GIVEN TASK>
Copy the listing below, substituting "clear sky backdrop" for "blue sky background" everywhere it appears and keeping everything else the same. Leave the pictures out of your copy.

RECORD EXTRACTS>

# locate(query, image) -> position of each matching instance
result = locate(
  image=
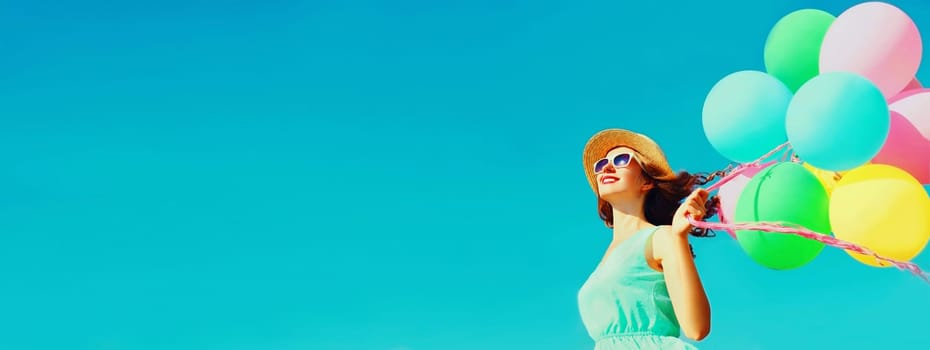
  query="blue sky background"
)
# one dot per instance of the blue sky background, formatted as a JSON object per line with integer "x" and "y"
{"x": 379, "y": 175}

EXERCISE ANSWER>
# locate(query, image) -> position of each matching instance
result = locate(
  image=
  query="clear sky backdrop"
)
# one dot per instance of the clear sky backdrop, formatted as a JSON object per line with integer "x" and "y"
{"x": 379, "y": 175}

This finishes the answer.